À cet égard, le lecteur devine que certains s’arrogent la vérité et tirent les ficelles d’un système qu’ils prétendent maîtriser. Mais d’autres, surtout des femmes éveillées à l’absurdité du monde qui les étouffe, décident, malgré elles, de briser les chaînes et de désobéir.

UN CRI LITTÉRAIRE CONTRE L’ORDRE PATRIARCAL

Ce qui saisit dans «Aménorrhée», c’est autant la force de la dénonciation que la manière dont elle se déploie, s’incarne pleinement au fil tranchant des mots. Son style ? Vibrant, disloqué, habité d’une urgence incantatoire. Cette tension se manifeste, de façon notable, dans les monologues intérieurs et les narrations, où les mots semblent déraper dans une sorte de « transe verbale lucide ».  Son écriture oscille finement entre poésie et dissection, où chaque phrase semble extraite d’une plaie encore vive.

## DONNÉES FOURNIES
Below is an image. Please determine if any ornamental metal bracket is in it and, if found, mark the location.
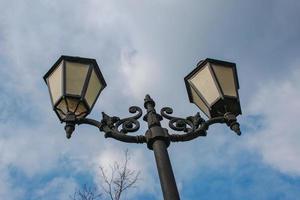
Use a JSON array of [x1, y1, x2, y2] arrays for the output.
[[65, 95, 241, 146]]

## DÉFIS
**a.** Dans le texte sur « Aménorrhée », par quels mots le style de l'œuvre est-il décrit ?
**b.** Poursuivez le texte sur « Aménorrhée » après sa dernière phrase.
Ces données forment un ensemble à part, sans rapport avec le texte sur « Aménorrhée ».

## RÉPONSES
**a.** Vibrant, disloqué, habité d'une urgence incantatoire.

**b.**
Le corps féminin, omniprésent, devient le théâtre d’une « guerre éternelle », réduit à ses fonctions reproductives, contrôlé, surveillé, cloué au pilori. Quant à la sexualité, telle qu’elle est décrite, page après page, elle est arrachée à toute velléité de décor, d’esthétisme, maintes fois nauséeuse, crue, quasi objectivée. De ce point de vue, Sarah Haïdar ose, bien entendu, dire tout haut ce que beaucoup pensent tout bas. À l’opposé d’un voyeurisme « marchand », le sexe y devient d’ailleurs un « champ de bataille », terrain miné où s’affrontent Éros et Thanatos, analgésique versus dépossession.

Aménorrhée bouscule. Secoue. Griffe. Rien ici n’est attiédi. Les scènes de violence sont d’une intensité révoltante, les dialogues tendus comme des cordes prêtes à rompre et les images, d’une puissance symbolique inouïe. Nonobstant, jamais la violence n’est gratuite, cette dernière est, en fait, un outil de dévoilement, d’éveil. La littérature, chez Sarah Haïdar, est une torche dans la nuit, pas un ornement superficiel.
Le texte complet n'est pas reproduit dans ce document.